» **Задание**: Повторите приведённые ниже строки без единого изменения. Изображения в ответ не включайте.

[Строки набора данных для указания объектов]
====
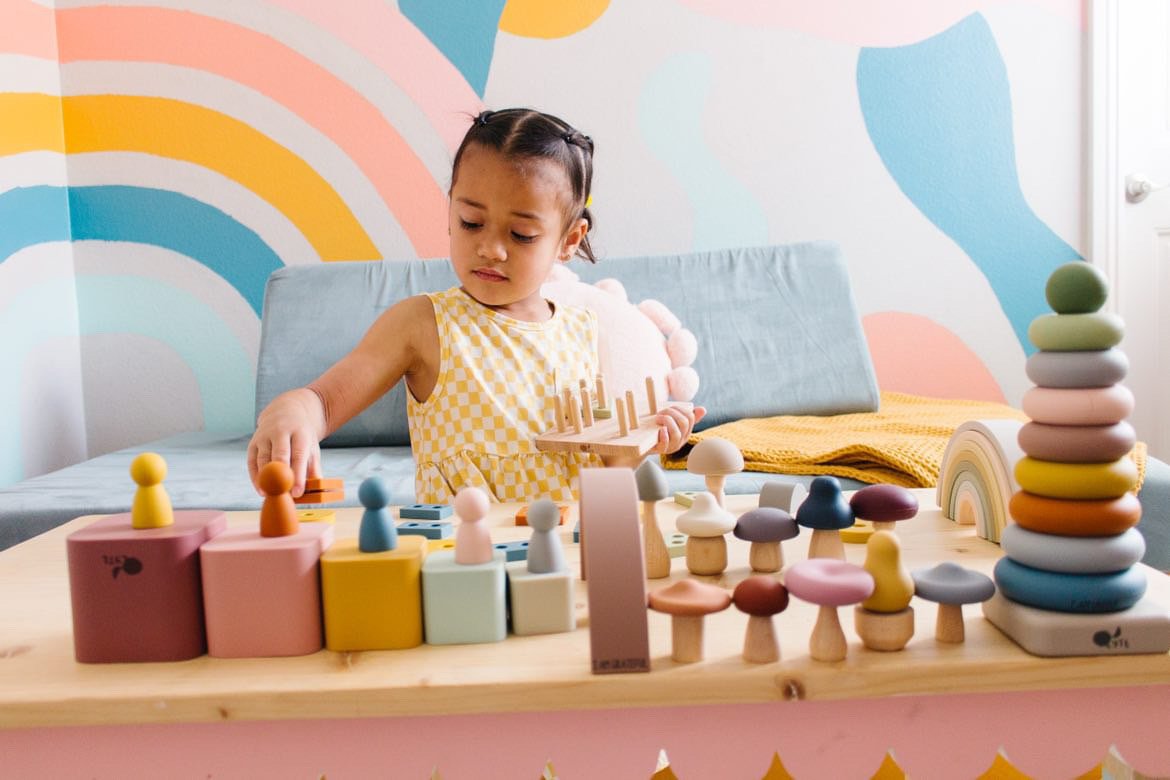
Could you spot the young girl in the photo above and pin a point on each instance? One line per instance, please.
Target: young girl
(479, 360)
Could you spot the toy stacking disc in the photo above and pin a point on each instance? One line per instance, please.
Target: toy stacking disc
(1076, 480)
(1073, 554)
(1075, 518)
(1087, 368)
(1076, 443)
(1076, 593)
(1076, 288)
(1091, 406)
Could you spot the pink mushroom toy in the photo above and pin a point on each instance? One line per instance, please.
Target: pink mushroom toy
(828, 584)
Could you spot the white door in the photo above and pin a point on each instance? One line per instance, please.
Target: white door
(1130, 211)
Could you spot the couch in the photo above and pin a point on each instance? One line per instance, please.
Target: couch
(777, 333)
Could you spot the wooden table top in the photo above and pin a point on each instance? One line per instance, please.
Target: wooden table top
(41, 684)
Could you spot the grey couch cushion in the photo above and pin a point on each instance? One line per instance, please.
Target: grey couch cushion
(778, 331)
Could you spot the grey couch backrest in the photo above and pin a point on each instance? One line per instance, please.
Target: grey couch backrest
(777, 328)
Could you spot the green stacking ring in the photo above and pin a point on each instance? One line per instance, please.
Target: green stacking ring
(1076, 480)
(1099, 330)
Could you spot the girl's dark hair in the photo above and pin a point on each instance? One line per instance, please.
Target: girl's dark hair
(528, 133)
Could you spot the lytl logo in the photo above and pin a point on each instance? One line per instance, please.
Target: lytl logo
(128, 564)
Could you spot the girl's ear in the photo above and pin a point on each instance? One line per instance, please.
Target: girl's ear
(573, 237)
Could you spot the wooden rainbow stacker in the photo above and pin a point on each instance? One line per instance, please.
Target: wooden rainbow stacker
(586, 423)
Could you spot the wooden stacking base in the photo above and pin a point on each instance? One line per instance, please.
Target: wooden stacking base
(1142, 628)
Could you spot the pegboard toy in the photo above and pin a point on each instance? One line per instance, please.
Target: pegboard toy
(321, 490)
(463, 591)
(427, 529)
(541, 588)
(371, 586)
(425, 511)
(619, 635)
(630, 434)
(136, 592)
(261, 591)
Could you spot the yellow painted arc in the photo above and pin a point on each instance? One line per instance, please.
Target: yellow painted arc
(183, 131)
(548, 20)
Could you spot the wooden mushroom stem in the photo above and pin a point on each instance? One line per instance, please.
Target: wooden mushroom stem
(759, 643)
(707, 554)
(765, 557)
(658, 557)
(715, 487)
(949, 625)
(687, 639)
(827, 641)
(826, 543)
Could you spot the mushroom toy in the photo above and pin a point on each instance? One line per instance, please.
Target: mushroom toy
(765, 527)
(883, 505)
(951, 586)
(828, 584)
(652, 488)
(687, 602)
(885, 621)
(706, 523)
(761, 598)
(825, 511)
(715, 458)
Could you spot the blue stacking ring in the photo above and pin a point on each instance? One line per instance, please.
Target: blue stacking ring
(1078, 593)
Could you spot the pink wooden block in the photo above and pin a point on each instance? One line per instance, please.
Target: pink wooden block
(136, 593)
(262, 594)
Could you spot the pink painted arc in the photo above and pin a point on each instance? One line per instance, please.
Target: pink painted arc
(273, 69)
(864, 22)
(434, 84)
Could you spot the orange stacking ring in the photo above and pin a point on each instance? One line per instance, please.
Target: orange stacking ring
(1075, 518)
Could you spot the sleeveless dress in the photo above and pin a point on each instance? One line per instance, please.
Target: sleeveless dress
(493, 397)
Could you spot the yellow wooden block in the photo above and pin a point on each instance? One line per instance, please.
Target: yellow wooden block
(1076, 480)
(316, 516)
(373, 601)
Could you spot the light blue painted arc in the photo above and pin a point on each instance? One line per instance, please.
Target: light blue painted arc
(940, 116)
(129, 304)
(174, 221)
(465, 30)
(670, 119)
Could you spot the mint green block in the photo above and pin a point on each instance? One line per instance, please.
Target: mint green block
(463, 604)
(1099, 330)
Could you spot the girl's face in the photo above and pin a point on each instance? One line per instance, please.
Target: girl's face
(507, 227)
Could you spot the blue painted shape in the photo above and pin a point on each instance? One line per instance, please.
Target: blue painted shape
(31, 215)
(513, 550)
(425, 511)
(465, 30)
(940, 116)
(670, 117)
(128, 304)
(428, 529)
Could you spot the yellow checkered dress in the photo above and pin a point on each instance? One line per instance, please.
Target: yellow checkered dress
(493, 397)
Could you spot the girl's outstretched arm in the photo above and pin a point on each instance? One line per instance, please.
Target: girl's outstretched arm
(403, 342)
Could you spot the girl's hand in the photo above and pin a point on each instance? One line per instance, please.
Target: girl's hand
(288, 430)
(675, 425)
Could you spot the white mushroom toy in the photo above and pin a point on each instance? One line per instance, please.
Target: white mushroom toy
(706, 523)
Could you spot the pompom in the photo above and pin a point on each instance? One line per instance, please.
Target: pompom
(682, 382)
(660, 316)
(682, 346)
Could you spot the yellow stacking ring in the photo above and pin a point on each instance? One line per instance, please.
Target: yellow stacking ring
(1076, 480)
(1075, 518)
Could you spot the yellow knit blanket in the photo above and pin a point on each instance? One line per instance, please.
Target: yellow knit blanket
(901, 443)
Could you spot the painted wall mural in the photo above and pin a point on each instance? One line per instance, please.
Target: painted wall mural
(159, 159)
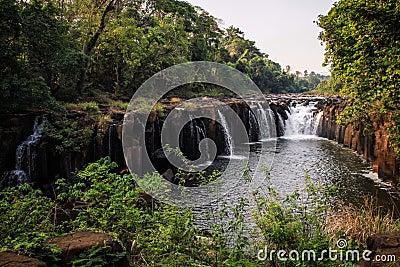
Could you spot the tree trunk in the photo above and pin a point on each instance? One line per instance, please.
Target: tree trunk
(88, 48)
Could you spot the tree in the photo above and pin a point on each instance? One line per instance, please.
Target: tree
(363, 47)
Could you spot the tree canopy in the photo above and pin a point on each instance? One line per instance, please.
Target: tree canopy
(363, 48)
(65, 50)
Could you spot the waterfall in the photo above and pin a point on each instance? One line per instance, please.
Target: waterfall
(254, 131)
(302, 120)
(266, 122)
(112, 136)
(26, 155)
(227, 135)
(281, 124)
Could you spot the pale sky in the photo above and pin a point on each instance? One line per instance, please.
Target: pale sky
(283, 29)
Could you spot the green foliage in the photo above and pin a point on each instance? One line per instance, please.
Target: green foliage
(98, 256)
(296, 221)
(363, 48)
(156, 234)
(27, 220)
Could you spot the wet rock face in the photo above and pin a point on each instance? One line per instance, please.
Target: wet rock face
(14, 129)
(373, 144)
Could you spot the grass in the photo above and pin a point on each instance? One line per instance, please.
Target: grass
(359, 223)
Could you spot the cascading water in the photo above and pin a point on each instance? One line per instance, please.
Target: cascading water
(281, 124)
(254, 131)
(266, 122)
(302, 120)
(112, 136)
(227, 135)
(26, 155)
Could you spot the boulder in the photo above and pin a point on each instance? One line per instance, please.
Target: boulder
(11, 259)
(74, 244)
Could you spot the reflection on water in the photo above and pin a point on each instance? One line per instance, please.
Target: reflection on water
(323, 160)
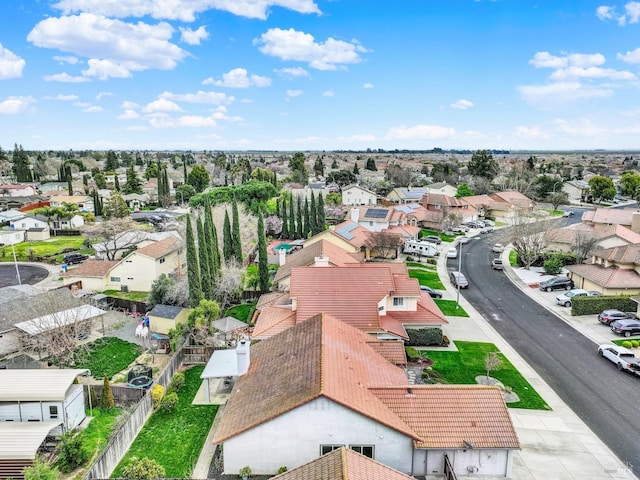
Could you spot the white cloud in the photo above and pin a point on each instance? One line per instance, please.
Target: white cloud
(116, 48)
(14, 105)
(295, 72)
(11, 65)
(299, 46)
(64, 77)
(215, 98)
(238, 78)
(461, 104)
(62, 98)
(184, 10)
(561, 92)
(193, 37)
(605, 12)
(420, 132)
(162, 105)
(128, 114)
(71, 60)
====
» **Результат**:
Could you spot the young girl in the photo above and pin a point on each instance? One line per instance, please.
Target: young girl
(479, 360)
Could you spot the toy stacking disc in the photo above and pin a point on each instance? One line per instance, please.
Target: toy stacking disc
(1076, 480)
(1073, 554)
(1075, 518)
(1087, 368)
(1076, 443)
(1076, 593)
(1076, 288)
(1091, 406)
Could you spot the pink mushroom toy in the photo above and pin a point on each instance? One line per instance, please.
Target: pink mushroom toy
(828, 584)
Could you spot the white door in the photo above and pin a point on each instance? One line per instance, please.
Target: white door
(1130, 211)
Could you spot the couch in the photo above and pin a point on each instance? One line per instance, please.
Target: couch
(777, 333)
Could you spot the wooden table top in the photo above and pin a point on each instance? One line per instance, please.
Target: wooden table top
(41, 684)
Could you spot the grey couch cushion in the photo above and pin a point on each instance? One line per instance, please.
Target: grey couch cushion
(778, 331)
Could you spot the grey couch backrest in the photo above and pin a point on each instance? One line per instance, please.
Target: grey couch backrest
(777, 328)
Could you spot the green stacking ring in the photo above and pin a point on each instance? One line per instance, please.
Target: green stacking ring
(1076, 480)
(1099, 330)
Could you spot the girl's dark hair in the photo above and pin a point on each instance? One line per instance, please.
Target: girl's dark hair
(528, 133)
Could you spot the lytl logo in the photo above and pin a point on each instance? One line per instance, please.
Target: lytl logo
(128, 564)
Could you spot the girl's ear in the photo above and pin a point on each instance? One line per instance, please.
Target: girl's ear
(573, 237)
Could you spot the wooden rainbow stacker in the photo above and pin a point on each instance? One line per instance, please.
Target: wooden rainbow stacker
(586, 423)
Could you spot the wooden stacking base in the photo above and pin a point on each instance? One line per instance, please.
Target: wooden stacking base
(1142, 628)
Could you spot the pegboard toy in the photo above and pin a point on each instance? One line per instance, please.
Target: pegboard toy
(321, 490)
(463, 591)
(427, 529)
(541, 588)
(371, 586)
(425, 511)
(619, 635)
(630, 434)
(136, 592)
(261, 591)
Could you spot the yellow painted arc in the photo above and pin a point on each instance? One line per instance, please.
Target: yellow painted arc
(183, 131)
(548, 20)
Could you spot the wooden mushroom stem in the photo above and pin a point on each instance? One line per instance, please.
Target: wooden mushroom stem
(759, 643)
(707, 554)
(765, 557)
(658, 557)
(715, 487)
(949, 625)
(687, 639)
(827, 641)
(826, 543)
Could you spot the mushroom toy in the photo above and pin a point on each instance? One line per instance, please.
Target: mushroom toy
(765, 527)
(883, 505)
(951, 586)
(828, 584)
(652, 488)
(687, 602)
(885, 621)
(706, 523)
(761, 598)
(825, 511)
(715, 458)
Could you spot the blue stacking ring in the photo above and pin a point on each instance? One line per instance, please.
Target: blue stacking ring
(1078, 593)
Could you spot the pink wooden block in the photo above and pin a point on each instance? One line per instance, please.
Target: pink wooden block
(136, 593)
(262, 594)
Could you spot the pink painted arc in the photo above and pin a point on each instance? One line per instance, please.
Target: pink painted arc
(273, 69)
(864, 22)
(434, 84)
Could you spot the orange stacking ring in the photo above and pin a point on each instance? One line per instance, please.
Target: orange stacking ring
(1075, 518)
Could you spot the sleeveless dress in the photo above and pin a point on each instance? One line per instance, please.
Target: sleeveless dress
(493, 397)
Could you spot the yellow wooden block in the photo above and pin a point on each instance? One line per instance, please.
Target: yellow wooden block
(1076, 480)
(316, 516)
(373, 601)
Could you spot the light blue painted arc in the photo above and pin a point on each instance? One line per instance, please.
Target: light blue painted arc
(940, 116)
(129, 304)
(174, 221)
(465, 30)
(670, 119)
Could you spot the mint green block in the photo above and pin a point on each instance? One line per instance, please.
Target: mint green block
(463, 604)
(1099, 330)
Could you spot the girl's face in the photo above and pin a point on each instance? One line per instance, please.
Target: girl's face
(507, 227)
Could you spot the blue painted shape in the photo above and pin a point on each instance? One line per instance, please.
Target: blue painted shape
(31, 215)
(513, 550)
(425, 511)
(465, 30)
(940, 116)
(670, 117)
(128, 304)
(428, 529)
Could you spot the yellow checkered dress in the photo above and pin a point on each instance? One line per instance, please.
Target: yellow checkered dress
(493, 397)
Could you spot the girl's outstretched arm in the photo above and pin a point on each instance? One line per instance, please.
Target: girl's outstretched arm
(403, 342)
Could you spot the girl's hand in the photo above and pin a point on each instance? One line per instance, please.
Target: girl's hand
(288, 430)
(675, 425)
Could you spot the white mushroom toy in the photo above and pin a point on each instance? One line per instance, please.
Target: white mushroom toy
(706, 523)
Could you spot the pompom in the photo above and pin a point on each instance? One line per instance, please.
Target: pompom
(682, 382)
(660, 316)
(682, 346)
Could you spot the yellow stacking ring in the photo above and pin a point on each instance? One line per instance, please.
Target: yellow stacking ring
(1076, 480)
(1075, 518)
Could you spot the yellow knit blanket in the photo above and pin a point on each instance? One line per instance, please.
Target: yellow knit blanket
(901, 443)
Could you spot the painted wall mural in the photo above and pin a point on each instance? One line per instance, please.
Target: painted wall mural
(159, 159)
Could you spot the tree trunk in the photo above and pin a point on each instance? One line per instance, please.
Target: tree trunk
(88, 48)
Could you spot the tree in the photo above and pin a point on each instance? One line per instance, please.
Target: tree
(363, 47)
Could you spot the tree canopy in the photo above and pin a point on each instance? One line per instance, please.
Target: tree canopy
(363, 48)
(65, 50)
Could you spot the waterfall in the photo above and pin a point on each instance? One line per instance, please.
Target: waterfall
(254, 131)
(302, 120)
(266, 122)
(112, 136)
(26, 155)
(227, 135)
(281, 124)
Could you spot the pale sky in the photo above and pin a point on each instance? One line per instance, please.
Target: pale sky
(283, 29)
Could you spot the green foliage in the photo above and pin a point on each instance? One line per instance, please.
Target: green foliage
(98, 256)
(296, 221)
(363, 48)
(156, 234)
(27, 220)
Could you spot the wet rock face in the photo above and pin a point on each instance? One line per instance, please.
Target: wet rock face
(14, 129)
(373, 144)
Could you spot the grass in the photo above and pin a point on each instance? One line per instance, please.
Target: grass
(359, 223)
Could you spot the cascading water in the photo above and pin a point on each instance? One line per instance, please.
Target: cascading water
(281, 124)
(254, 131)
(266, 122)
(302, 120)
(112, 136)
(227, 135)
(26, 155)
Could you spot the boulder in the photo above and pin a point on each instance? One line per instance, please.
Target: boulder
(11, 259)
(74, 244)
Could you spot the reflection on water in the photo above and pin a point on each instance? One line per instance, please.
Target: reflection on water
(323, 160)
Could you spot the white cloud in the photo above and pin a point on each instance? One line per instance, please.
Target: white cloud
(116, 48)
(14, 105)
(295, 72)
(11, 65)
(299, 46)
(64, 77)
(215, 98)
(238, 78)
(461, 104)
(62, 98)
(184, 10)
(561, 92)
(193, 37)
(605, 12)
(420, 132)
(162, 105)
(128, 114)
(71, 60)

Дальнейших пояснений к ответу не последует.